◆ **Extrait**
4090-3 - Landes épineuses supraméditerranéennes des corniches et crêtes ventées des Corbières

Liste hiérarchisée et descriptifs des habitats des Cahiers d'habitats

Caractéristiques stationnelles

Étage méditerranéo-montagnard (entre 400 et 1 000 m).
Série de végétation supraméditerranéenne du Chêne pubescent.
Expositions nord, nord-ouest, est, sud-est, ouest.
Pente faible à assez raide (1 à 15°).
Végétation soumise directement ou indirectement à des vents violents et asséchants du nord-nord-ouest (tramontane).
Colonise les croupes culminales, les crêtes, les pentes sommitales, les éboulis fixés xériques.
Roches-mères : calcaires compacts.
Sols : renzdines initiales très pierreuses et caillouteuses avec peu de terre fine.
Pacage extensif.

Variabilité

Diversité typologique importante selon les situations géomorphologiques et les secteurs géographiques.

Pelouses des croupes sommitales ou des crêtes soumises directement à la tramontane :
- des « Corbières occidentales » se développant entre 580 et 600 m, en exposition ouest et nord-ouest sur des replats rocheux : pelouse à Buplèvre d’Alaric et Genêt de Villars [Bupleuro alaricensis-Genistetum villarsii] caractérisée localement par le Buplèvre d’Alaric (Bupleurum ranunculoides subsp. telonense var. alaricense), le Genêt de Villars (Genista pulchella subsp. villarsii), la Bugrane striée (Ononis striata) et la Sabline agrégée (Arenaria aggregata);
- des « Corbières orientales » se développant entre 700 et 1 000 m : pelouse à Œillet du Roussillon et Alysson épineux [Diantho brachyanthi-Ptilotrichetum spinosi], caractérisée localement par l’Œillet du Roussillon (Dianthus pungens subsp. ruscinonensis), l’Alysson épineux (Hormatophylla spinosa), le Genêt de Lobel (Genista lobelii) et le Grand Éphèdre (Ephedra major).

Pelouses non soumises directement à la tramontane :
- abritées du vent en exposition nord ou est, entre 450 et 480 m d’altitude sur pente faible à assez faible, se développant dans les clairières de la chênaie pubescente à Buis : pelouse à Fritillaire noire [Fritillarietum pyrenaicae], caractérisée localement par la Fritillaire noire (Fritillaria nigra), la Valériane tubéreuse (Valeriana tuberosa), l’Iris jaunâtre (Iris lutescens);
- des pentes ébouleuses assez raides et xériques vers 500 m d’altitude : pelouse à Ail doré [Allietum moly] caractérisée par l’abondance des géophytes.

◆ **Données fournies**
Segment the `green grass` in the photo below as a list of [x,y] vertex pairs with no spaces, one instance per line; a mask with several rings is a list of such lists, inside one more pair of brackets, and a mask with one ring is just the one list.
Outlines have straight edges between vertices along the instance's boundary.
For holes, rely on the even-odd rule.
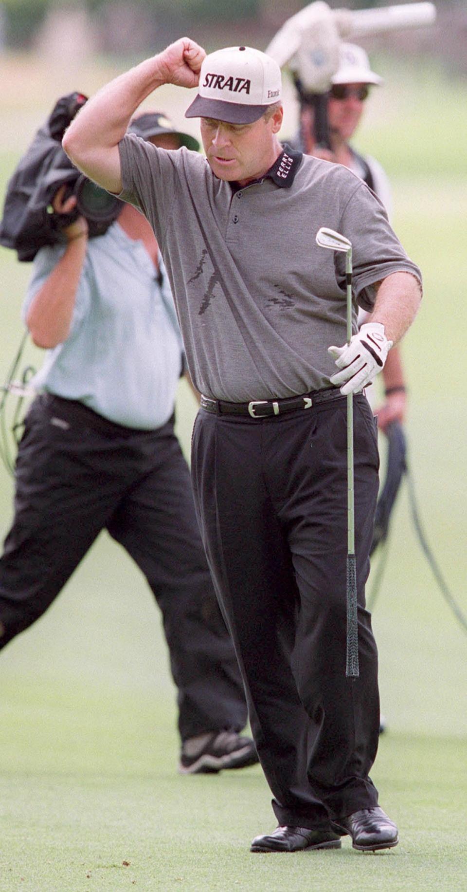
[[[459,145],[467,87],[437,69],[378,62],[387,85],[371,97],[359,145],[391,176],[395,228],[425,284],[403,344],[409,460],[429,541],[467,614],[467,191]],[[86,89],[97,75],[73,78],[63,92],[78,80]],[[56,78],[42,69],[37,90],[36,104],[32,94],[10,93],[0,194],[31,120],[53,104]],[[179,93],[163,96],[181,121]],[[20,341],[29,271],[0,249],[3,377]],[[29,344],[25,362],[41,359]],[[177,407],[187,453],[195,406],[184,384]],[[12,495],[0,469],[4,533]],[[372,776],[399,824],[399,846],[378,856],[347,840],[340,852],[252,855],[250,838],[274,825],[261,772],[177,775],[176,691],[160,618],[139,572],[102,534],[46,615],[0,657],[0,892],[464,888],[467,638],[417,542],[406,485],[373,625],[389,731]]]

◆ **Travail demandé**
• a. Relevez tous les noms latins d'associations végétales que l'extrait place entre crochets.
• b. Recopiez fidèlement le passage de l'extrait situé entre « Étage méditerranéo-montagnard (entre » et « du nord-nord-ouest (tramontane). », bornes comprises.
La liste fournie n'est d'aucune utilité pour ce travail.

◆ **Les réponses**
• a.
- Bupleuro alaricensis-Genistetum villarsii
- Diantho brachyanthi-Ptilotrichetum spinosi
- Fritillarietum pyrenaicae
- Allietum moly

• b.
Étage méditerranéo-montagnard (entre 400 et 1 000 m).
Série de végétation supraméditerranéenne du Chêne pubescent.
Expositions nord, nord-ouest, est, sud-est, ouest.
Pente faible à assez raide (1 à 15°).
Végétation soumise directement ou indirectement à des vents violents et asséchants du nord-nord-ouest (tramontane).